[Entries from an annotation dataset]
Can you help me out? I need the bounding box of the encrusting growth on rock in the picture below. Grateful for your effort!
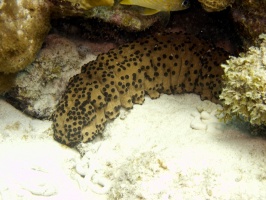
[52,32,228,147]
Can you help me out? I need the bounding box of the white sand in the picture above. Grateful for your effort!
[0,94,266,200]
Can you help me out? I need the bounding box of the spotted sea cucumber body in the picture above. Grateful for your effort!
[52,32,228,146]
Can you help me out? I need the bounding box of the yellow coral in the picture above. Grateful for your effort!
[198,0,235,12]
[52,0,114,10]
[0,0,50,74]
[220,34,266,125]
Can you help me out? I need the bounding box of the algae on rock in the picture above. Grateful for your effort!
[220,34,266,125]
[0,0,50,92]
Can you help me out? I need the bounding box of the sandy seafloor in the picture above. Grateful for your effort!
[0,94,266,200]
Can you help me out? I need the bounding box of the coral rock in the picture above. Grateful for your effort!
[232,0,266,49]
[220,34,266,125]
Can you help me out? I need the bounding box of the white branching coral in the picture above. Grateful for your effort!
[220,34,266,125]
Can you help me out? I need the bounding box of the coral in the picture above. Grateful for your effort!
[220,34,266,125]
[198,0,235,12]
[232,0,266,48]
[48,0,114,16]
[0,0,50,74]
[5,34,95,119]
[0,72,16,94]
[52,32,228,146]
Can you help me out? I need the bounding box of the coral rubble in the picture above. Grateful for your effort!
[220,34,266,125]
[232,0,266,47]
[5,34,95,119]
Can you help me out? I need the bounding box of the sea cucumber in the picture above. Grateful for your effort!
[52,32,229,147]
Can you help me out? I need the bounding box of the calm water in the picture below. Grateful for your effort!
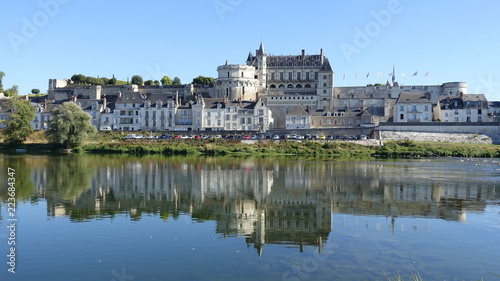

Exercise aim:
Write out again the part of the records that opens with the line containing "of the yellow" and closes at the end of the records, including both ends, with each bounding box coordinate in the answers shifted up by 7. Leave the pictures out of your answer.

Solution for this exercise:
Can you help me out? I need the bounding box of the yellow coral in the picture above. Grateful for your effort!
[205,7,242,19]
[59,7,121,17]
[7,7,57,81]
[227,41,273,132]
Can you help me out? I need the bounding box of the algae on rock in the picture above. Grateful for your effort!
[227,41,273,132]
[7,7,57,99]
Can you help me out? I need the bounding box of the sandy seafloor in the picture above. Grateful for your effort!
[7,101,273,207]
Can you help me out? I need the bounding box of the coral rock in the picture above. Grateful for your effort!
[239,7,273,56]
[227,41,273,132]
Can you help me out? I need the bounding box of the white branching coral in the picture above. Grateful for your effort!
[227,41,273,132]
Can you help me out? I need the bounding box of the coral in the picture above. Grateful for your effort!
[227,41,273,132]
[205,7,242,19]
[239,7,273,55]
[55,7,121,23]
[7,7,57,81]
[12,41,102,126]
[7,79,23,101]
[59,39,235,153]
Can you help me out? I need the bounding box of the coral rubble in the picture above. Grateful for your effort!
[227,41,273,132]
[239,7,273,54]
[12,41,102,126]
Can you help me out? I need the bounding box of the sea cucumber in the picture above. Grateful for your effort!
[59,39,236,154]
Can you help me out? I need the bounding box of the calm water in the picture below. Grateful for your effort!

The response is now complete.